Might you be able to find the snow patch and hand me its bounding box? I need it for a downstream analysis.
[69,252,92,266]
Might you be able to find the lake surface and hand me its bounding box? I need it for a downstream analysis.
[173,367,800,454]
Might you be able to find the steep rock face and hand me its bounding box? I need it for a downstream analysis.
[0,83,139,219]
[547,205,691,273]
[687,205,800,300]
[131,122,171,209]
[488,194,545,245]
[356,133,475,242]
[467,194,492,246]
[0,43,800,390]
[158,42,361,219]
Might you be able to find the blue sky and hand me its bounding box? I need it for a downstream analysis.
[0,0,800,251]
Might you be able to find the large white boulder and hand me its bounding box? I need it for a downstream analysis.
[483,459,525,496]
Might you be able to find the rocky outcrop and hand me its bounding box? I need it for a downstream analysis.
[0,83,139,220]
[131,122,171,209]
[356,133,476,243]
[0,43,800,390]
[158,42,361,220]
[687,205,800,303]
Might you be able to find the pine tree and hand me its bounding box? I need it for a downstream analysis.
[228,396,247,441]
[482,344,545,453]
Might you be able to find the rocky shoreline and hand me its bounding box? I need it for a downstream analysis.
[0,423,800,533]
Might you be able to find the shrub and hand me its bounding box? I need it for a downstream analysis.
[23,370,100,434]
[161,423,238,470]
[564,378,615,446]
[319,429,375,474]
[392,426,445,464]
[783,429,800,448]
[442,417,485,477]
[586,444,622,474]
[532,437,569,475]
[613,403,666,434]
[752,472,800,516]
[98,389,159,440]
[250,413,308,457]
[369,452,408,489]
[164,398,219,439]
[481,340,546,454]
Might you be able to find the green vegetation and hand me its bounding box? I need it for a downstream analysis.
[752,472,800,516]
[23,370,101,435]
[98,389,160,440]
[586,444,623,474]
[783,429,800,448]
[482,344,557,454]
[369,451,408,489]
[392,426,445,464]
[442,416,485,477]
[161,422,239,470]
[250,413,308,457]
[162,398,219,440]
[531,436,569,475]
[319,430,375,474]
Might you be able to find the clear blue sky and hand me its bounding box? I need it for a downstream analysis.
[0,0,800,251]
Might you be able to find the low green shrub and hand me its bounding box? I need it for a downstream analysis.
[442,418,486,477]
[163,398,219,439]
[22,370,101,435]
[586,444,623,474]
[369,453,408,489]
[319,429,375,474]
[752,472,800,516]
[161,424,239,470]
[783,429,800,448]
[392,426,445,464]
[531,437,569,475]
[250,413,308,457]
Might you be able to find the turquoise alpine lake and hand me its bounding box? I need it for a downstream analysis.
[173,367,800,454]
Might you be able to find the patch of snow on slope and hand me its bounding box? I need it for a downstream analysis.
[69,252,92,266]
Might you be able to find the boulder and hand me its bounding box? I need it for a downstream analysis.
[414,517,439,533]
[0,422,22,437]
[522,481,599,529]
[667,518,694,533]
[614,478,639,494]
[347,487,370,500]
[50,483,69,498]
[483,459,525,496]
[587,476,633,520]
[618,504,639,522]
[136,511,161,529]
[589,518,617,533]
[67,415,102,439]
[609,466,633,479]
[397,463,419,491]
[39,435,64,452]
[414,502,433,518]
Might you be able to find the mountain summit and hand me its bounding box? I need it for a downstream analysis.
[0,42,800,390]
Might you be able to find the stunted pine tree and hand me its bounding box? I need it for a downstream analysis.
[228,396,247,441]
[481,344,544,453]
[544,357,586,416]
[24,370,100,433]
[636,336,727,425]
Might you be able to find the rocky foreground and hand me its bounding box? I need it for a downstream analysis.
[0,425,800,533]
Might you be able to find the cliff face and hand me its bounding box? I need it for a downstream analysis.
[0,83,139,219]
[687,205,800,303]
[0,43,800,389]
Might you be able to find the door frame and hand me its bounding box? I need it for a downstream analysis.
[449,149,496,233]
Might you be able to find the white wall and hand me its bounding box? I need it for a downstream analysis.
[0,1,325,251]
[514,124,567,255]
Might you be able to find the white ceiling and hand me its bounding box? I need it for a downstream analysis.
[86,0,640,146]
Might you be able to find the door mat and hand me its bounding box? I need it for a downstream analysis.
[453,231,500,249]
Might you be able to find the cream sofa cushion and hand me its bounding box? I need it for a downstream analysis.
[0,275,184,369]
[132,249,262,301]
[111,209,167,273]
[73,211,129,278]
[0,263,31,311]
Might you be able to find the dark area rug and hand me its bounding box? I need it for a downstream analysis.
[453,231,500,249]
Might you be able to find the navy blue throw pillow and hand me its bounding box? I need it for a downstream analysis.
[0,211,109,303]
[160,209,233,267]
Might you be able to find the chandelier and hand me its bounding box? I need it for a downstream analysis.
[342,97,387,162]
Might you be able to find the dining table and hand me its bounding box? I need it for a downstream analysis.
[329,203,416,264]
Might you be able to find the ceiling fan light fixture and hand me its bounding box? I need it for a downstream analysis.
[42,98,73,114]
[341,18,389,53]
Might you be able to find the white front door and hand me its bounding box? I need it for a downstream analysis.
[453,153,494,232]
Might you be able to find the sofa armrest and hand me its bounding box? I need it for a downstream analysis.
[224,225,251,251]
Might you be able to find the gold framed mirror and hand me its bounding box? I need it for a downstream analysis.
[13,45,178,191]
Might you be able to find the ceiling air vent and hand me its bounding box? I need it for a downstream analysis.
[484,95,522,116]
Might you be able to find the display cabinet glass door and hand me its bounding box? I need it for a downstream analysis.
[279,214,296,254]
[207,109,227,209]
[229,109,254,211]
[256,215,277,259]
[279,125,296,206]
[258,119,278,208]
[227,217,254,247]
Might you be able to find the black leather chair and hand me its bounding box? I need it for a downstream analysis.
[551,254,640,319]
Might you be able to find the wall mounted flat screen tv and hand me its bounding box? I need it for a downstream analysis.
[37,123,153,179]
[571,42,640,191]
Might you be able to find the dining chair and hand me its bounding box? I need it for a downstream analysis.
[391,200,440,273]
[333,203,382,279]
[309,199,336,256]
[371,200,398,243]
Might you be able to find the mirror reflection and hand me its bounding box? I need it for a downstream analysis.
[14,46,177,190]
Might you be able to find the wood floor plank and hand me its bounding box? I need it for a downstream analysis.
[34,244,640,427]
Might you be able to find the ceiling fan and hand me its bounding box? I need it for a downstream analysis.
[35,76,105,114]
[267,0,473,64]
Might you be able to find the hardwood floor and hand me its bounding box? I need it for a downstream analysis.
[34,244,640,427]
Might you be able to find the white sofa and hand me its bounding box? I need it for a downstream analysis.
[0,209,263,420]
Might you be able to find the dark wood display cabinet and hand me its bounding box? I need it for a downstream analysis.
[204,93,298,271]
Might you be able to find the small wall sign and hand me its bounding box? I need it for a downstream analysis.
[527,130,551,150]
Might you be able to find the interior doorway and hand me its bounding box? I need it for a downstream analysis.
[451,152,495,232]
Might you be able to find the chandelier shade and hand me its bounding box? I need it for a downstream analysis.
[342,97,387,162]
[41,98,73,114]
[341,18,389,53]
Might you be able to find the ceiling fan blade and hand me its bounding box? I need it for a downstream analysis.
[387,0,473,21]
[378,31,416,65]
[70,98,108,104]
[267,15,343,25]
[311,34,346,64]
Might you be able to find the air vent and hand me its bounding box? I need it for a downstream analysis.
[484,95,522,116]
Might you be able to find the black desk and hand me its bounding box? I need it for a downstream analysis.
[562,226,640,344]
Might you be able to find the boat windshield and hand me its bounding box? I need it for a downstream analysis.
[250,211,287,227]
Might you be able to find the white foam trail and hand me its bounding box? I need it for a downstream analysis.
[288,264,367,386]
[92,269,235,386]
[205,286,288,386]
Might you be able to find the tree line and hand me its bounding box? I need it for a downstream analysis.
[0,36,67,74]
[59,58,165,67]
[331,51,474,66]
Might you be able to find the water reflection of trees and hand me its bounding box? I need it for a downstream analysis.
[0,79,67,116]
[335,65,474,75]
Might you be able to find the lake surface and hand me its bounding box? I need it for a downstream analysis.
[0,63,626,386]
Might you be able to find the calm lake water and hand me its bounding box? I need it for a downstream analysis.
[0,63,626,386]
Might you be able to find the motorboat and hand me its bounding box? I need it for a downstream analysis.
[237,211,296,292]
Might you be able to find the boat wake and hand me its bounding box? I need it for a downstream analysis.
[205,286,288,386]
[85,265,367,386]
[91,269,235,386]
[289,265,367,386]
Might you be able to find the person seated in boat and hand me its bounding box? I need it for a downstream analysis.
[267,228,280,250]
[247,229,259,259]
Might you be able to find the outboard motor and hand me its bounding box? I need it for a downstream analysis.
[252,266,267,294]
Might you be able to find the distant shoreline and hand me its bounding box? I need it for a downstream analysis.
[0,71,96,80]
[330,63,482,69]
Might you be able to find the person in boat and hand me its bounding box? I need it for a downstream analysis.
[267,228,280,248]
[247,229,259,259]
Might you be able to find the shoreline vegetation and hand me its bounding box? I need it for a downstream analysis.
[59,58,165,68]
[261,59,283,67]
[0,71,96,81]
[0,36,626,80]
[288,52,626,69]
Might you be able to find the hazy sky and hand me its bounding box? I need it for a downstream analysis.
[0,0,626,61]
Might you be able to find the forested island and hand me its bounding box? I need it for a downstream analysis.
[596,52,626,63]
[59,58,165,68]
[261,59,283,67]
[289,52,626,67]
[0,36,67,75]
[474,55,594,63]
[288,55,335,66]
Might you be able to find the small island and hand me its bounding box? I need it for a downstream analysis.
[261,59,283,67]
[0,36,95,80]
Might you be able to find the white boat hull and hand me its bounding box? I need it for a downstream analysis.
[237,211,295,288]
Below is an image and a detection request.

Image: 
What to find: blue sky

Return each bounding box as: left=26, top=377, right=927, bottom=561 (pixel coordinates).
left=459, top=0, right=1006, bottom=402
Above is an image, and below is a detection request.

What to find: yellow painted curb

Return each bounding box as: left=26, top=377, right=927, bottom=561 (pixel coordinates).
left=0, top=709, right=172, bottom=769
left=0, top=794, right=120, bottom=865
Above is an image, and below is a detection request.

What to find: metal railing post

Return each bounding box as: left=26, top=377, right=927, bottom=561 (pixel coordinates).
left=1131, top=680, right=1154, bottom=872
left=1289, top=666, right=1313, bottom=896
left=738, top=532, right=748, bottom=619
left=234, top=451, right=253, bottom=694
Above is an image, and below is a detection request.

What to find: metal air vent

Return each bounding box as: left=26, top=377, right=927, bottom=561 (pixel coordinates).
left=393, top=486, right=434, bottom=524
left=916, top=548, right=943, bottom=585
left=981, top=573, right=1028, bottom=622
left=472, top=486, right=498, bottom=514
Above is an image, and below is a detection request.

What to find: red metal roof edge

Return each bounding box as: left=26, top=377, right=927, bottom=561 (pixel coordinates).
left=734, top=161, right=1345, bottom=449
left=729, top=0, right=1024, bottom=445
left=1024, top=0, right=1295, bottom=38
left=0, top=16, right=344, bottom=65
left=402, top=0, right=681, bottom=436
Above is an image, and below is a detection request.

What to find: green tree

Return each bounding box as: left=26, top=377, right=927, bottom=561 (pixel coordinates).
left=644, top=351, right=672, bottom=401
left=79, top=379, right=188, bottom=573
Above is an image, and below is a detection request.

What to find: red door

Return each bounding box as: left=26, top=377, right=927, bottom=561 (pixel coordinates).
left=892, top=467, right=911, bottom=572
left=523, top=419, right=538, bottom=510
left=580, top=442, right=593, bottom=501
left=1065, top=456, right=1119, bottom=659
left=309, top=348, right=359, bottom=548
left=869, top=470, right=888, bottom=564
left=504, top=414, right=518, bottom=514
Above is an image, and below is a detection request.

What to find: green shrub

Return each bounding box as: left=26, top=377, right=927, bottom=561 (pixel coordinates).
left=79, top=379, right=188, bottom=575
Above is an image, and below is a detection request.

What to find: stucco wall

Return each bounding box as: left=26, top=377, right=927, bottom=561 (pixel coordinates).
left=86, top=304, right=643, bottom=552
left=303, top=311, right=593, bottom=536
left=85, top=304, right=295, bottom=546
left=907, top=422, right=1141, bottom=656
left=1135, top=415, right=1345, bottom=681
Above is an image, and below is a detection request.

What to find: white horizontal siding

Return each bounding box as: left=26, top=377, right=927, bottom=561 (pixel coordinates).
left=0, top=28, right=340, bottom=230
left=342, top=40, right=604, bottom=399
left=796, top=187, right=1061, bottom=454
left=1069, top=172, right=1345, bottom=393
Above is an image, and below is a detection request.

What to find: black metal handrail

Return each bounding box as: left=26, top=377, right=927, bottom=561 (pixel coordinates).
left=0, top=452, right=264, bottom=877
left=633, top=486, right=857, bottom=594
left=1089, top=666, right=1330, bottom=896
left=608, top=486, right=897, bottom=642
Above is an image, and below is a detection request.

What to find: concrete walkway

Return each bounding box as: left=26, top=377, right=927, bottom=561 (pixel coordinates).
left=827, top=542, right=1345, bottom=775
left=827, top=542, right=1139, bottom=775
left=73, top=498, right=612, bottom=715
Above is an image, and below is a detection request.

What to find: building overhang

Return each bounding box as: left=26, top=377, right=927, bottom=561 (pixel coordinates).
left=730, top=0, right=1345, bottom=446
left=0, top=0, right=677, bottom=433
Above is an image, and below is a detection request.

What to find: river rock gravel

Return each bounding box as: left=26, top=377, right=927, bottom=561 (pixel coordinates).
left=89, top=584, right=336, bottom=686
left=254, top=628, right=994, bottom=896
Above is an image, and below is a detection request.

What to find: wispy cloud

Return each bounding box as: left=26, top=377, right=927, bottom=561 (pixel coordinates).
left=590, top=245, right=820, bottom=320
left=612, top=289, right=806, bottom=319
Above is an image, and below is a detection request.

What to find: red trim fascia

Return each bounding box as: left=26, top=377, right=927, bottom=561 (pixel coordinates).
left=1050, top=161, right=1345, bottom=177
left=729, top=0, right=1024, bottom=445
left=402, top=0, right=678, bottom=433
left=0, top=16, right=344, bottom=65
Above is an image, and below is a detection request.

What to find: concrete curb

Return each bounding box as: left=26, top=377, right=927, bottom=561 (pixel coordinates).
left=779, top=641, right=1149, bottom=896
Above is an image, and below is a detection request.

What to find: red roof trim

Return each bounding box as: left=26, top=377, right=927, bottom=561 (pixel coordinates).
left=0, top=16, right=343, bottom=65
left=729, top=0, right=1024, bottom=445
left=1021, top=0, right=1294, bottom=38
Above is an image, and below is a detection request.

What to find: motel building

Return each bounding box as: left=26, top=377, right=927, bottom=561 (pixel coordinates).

• Aufgabe:
Überführe alles vom Anfang der Einträge bis hinunter zu der Zeile, die „[319,430,375,474]“ enthält, in eine zweispaltige CSV mit den Spalten „Anfrage“ und „Antwort“, wobei jede Anfrage eine Zeile mit ihrem Text und ihrer Antwort bekommt. Setze jedes Feld in Anführungszeichen und ersetze Zeilenumbrüche darin durch Leerzeichen.

• Lösung:
Anfrage,Antwort
"Might you be able to find the snow patch and hand me its bounding box? I need it for a downstream analysis.","[69,252,92,266]"
"Might you be able to find the lake surface and hand me its bounding box? I need it for a downstream analysis.","[173,367,800,454]"
"Might you be able to find the steep rock face and hand me its bounding box? I need it for a downstream analysis.","[0,83,139,219] [547,205,691,273] [687,205,800,300] [131,122,171,209] [488,194,545,245] [356,133,475,242] [467,194,492,246] [0,43,800,390] [158,42,361,219]"
"Might you be able to find the blue sky and hand me its bounding box? I need it for a downstream analysis.","[0,0,800,251]"
"Might you be able to find the large white boulder and hand me its bounding box? I need it for a downstream analysis.","[483,459,525,496]"
"Might you be able to find the rocky outcrop and hand me its bounding box? I need it for a downstream analysis.","[0,83,139,220] [131,122,171,209] [356,133,476,243] [0,43,800,390] [158,42,361,220] [687,205,800,303]"
"Might you be able to find the pine tree and hand me its bounding box? I need it for a downstream analysis.","[228,396,247,441] [482,344,545,453]"
"Might you be able to find the rocky shoreline and hand me its bounding box? I need it for a downstream analysis.","[0,423,800,533]"
"Might you be able to find the shrub and hand me its bounding box? I need it for a downstream analysis.","[23,370,100,434] [161,423,238,470] [564,378,615,446] [319,429,375,474] [392,426,445,464] [783,429,800,448] [442,417,485,477] [586,444,622,474] [532,437,569,475] [613,403,666,434] [752,472,800,516] [98,389,159,440] [250,413,308,457] [369,452,408,489] [164,398,219,439] [481,340,546,454]"
"Might you be able to find the green vegetation and hand me its bounding box? I need it for a downstream analysis.","[752,472,800,516] [23,370,101,435] [98,389,160,440] [586,444,623,474] [783,429,800,448] [482,344,557,454] [369,451,408,489] [392,426,445,464] [442,416,485,477] [161,422,239,470] [250,413,308,457] [162,398,219,440] [531,436,569,475] [319,430,375,474]"